== EXCERPT TO READ

The interesting thing about the Kazan Kremlin is that by far the most striking building is a mosque. Well, all the cathedrals in Russia have the trademark Sultan-of-Arabia-style onion domes and so arguably they all look a bit mosque-y (not my finest observation but whatever) but the real mosques had a very different quality. Still obviously treasured buildings, but much simpler. Apart from the one in the Kremlin though, which looked like the Soviet era, the Disney corporation and Islam had decided to share headquarters and while in theory they all agreed on 'GIGANTIC PALACE' they had all ultimately been forced to make some stylistic compromises.


I liked it! Philip did not. But the Annunciation Cathedral and the Syuyumbike Tower were pretty spectacular too, and it was a windy day, sun lowering, dark clouds rolling across the sky = ideal epic photo shoot conditions. I was delighted. We haven't had epic photo shoot conditions since we climbed Kilimanjaro and I couldn't really appreciate it then because of minor irritations like the fact that there was no oxygen and my brain was shutting down.


The unexpected cathedral. I don't know what this one was called or even really where it was (note to self: never write for travel guides) but during a Sunday morning walk around the city we followed an increasingly shabby road and ended up quite far out of the centre in what looked like a huge construction site where nothing was actually being built – and right in the middle of it was this:


We walked up some stone steps that appeared to lead to nowhere in particular but were ideally placed for a better view, and stood on a platform with an old Tatar man who was standing so still that it looked like he'd been posited there by a tour operator to make Tatarstan look more authentic. And we met a gorgeous stray cat, which kept nudging my boots with its face and winding itself around my legs. Stroked it, looked out over the cathedral and the big mess that surrounded it, and felt very peaceful. You know, in that stroking-a-cat-and-looking-at-an-unexpected-cathedral-from-a-height sort of way.

====

PROBLEM TO WORK ON:
Answer these questions about the Kazan travel excerpt:
(a) What is by far the most striking building in the Kazan Kremlin?
(b) When did the writer last have epic photo shoot conditions before this trip?
(c) What animal did the writer meet on the platform overlooking the unexpected cathedral?
The rows after this point are separate material, unrelated to the Kazan travel excerpt.

== SUPPLIED ENTRIES

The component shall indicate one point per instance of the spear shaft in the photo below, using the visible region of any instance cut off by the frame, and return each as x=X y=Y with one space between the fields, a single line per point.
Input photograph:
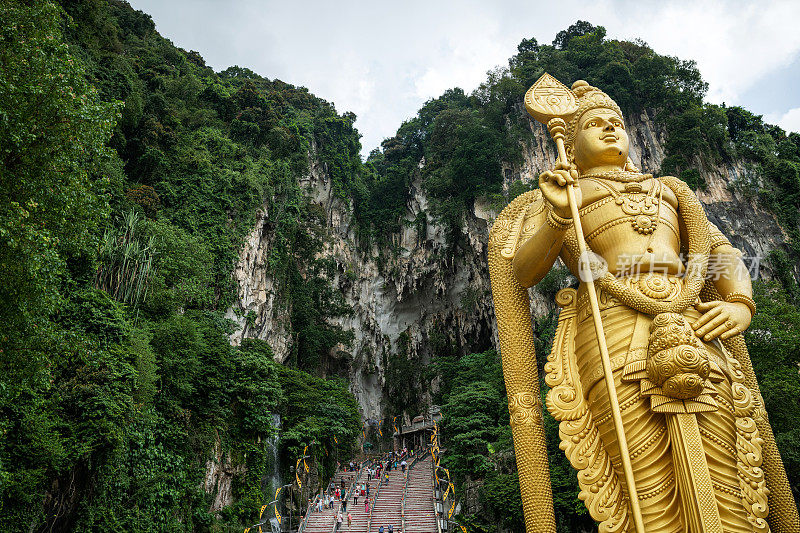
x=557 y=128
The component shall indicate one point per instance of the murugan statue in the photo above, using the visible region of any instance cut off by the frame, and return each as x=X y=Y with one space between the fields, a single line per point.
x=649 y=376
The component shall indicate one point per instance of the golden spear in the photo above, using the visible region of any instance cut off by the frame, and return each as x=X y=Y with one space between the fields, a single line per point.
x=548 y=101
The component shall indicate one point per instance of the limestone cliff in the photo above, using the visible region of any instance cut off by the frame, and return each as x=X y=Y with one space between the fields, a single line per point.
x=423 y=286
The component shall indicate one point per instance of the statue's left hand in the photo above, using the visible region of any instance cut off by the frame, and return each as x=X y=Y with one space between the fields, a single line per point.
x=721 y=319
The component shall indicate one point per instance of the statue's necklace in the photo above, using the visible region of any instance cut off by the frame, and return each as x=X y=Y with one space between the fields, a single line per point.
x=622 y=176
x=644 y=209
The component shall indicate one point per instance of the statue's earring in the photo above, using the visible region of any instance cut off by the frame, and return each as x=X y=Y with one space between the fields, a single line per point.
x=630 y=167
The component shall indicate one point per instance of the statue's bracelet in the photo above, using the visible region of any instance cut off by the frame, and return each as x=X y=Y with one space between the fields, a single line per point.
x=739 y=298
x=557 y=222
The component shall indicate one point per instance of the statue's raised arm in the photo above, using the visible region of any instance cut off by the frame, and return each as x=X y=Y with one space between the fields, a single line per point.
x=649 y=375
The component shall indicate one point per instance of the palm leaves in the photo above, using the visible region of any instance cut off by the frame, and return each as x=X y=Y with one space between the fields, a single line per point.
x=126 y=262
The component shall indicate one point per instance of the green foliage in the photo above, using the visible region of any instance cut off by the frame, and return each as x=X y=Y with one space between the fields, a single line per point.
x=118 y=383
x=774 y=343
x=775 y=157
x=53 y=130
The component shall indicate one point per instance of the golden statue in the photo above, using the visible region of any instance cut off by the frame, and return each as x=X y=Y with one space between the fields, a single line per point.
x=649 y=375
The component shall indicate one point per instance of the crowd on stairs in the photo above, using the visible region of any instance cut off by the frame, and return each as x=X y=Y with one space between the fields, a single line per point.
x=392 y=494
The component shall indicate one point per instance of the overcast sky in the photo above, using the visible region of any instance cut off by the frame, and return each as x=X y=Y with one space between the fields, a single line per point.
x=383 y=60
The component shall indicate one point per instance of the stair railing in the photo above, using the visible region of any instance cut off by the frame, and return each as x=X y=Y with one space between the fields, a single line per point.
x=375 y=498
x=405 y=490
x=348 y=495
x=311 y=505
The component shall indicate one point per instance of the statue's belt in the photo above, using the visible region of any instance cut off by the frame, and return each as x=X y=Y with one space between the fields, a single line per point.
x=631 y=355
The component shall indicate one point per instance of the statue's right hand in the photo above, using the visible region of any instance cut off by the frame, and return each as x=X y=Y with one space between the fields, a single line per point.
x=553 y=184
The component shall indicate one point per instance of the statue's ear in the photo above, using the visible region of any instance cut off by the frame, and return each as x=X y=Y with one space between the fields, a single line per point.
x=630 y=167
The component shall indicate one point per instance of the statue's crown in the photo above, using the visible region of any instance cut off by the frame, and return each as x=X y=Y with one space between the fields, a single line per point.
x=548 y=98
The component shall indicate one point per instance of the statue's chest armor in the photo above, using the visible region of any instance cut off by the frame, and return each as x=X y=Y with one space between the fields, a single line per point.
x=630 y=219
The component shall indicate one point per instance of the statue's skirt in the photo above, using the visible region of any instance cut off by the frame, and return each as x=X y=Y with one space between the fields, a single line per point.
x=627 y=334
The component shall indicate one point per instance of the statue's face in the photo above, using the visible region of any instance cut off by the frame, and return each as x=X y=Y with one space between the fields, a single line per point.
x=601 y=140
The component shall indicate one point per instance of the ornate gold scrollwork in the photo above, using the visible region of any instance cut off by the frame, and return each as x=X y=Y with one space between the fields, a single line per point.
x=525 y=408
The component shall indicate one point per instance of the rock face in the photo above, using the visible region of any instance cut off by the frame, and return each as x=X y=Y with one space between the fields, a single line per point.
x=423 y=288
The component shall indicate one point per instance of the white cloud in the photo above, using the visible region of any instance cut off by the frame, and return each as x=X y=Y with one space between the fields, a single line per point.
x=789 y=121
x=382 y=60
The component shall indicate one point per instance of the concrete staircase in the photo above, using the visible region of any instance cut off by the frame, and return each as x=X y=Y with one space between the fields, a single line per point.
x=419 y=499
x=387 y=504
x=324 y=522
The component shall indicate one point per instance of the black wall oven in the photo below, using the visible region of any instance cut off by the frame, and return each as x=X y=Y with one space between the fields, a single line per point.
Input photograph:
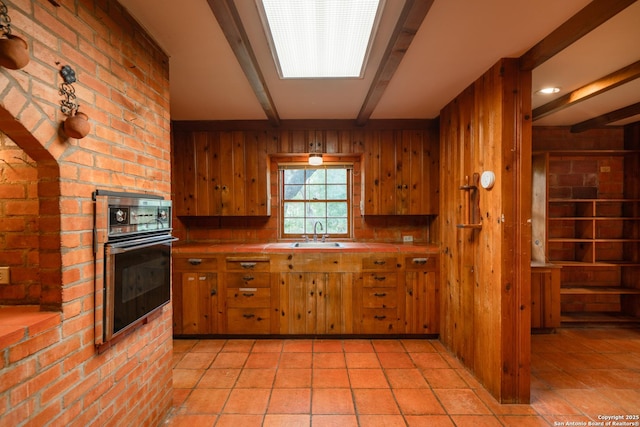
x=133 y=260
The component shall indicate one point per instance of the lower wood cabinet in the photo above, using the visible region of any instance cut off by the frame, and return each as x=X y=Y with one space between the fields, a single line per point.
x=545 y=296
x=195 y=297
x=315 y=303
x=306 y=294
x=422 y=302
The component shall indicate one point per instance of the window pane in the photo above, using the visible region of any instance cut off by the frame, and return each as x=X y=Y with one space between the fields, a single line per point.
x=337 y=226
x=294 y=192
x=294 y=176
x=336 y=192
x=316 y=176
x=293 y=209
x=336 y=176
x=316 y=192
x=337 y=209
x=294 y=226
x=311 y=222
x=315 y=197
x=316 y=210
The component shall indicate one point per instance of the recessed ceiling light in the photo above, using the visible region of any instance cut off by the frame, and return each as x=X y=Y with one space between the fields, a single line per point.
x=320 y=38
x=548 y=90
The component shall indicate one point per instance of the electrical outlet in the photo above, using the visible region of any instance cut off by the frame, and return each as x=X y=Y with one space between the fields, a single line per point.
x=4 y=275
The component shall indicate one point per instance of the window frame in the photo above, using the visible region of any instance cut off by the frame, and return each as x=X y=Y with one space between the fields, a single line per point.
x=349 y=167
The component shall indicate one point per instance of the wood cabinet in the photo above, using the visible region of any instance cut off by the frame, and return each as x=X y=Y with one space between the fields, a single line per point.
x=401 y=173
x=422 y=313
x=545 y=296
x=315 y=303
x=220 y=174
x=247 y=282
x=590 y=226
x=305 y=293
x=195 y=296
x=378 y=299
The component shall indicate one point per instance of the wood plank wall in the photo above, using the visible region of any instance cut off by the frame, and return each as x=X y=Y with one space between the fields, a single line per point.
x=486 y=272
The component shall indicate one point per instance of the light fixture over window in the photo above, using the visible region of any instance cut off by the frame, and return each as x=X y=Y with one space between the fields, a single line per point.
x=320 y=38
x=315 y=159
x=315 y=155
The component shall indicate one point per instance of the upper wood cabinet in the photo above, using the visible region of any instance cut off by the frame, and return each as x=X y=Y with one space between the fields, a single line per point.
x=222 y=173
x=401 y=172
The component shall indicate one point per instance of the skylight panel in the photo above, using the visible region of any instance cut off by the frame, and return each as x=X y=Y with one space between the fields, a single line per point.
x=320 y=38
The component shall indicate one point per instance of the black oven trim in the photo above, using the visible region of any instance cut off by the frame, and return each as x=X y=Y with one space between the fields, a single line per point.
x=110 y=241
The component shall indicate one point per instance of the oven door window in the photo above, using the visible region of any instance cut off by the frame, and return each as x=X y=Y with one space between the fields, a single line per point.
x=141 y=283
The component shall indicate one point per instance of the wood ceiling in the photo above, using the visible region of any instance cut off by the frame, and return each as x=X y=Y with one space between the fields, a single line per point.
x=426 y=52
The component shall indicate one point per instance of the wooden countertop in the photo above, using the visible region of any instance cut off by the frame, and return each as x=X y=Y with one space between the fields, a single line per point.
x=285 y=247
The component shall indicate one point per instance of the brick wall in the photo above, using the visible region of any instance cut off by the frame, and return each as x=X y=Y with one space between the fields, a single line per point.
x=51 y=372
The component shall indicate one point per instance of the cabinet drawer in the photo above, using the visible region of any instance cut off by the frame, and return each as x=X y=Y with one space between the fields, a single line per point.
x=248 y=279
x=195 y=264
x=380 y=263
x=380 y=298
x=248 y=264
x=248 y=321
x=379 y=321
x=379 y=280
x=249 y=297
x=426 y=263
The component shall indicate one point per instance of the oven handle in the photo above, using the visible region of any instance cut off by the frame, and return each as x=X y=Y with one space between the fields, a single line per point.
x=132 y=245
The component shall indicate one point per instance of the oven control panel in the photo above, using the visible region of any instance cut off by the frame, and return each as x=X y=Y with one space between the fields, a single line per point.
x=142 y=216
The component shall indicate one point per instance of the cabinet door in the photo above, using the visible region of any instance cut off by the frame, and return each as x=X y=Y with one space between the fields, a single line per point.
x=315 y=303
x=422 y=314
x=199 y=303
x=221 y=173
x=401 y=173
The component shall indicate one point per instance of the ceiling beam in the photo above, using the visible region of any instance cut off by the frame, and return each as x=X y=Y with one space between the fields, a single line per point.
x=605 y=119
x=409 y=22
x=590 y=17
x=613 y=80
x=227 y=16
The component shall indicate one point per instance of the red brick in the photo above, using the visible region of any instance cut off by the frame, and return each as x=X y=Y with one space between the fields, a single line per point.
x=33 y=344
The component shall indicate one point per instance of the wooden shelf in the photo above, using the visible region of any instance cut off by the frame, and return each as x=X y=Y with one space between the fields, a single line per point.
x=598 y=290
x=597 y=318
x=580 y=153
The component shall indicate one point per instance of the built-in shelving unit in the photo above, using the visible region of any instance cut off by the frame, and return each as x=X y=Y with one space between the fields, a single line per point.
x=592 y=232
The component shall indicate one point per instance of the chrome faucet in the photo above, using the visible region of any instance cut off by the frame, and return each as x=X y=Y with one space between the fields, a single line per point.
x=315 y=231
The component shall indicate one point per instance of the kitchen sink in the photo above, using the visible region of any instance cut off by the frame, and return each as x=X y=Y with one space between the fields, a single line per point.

====

YOUR RESPONSE:
(a) A mosque.
(b) When the writer and Philip climbed Kilimanjaro.
(c) A stray cat.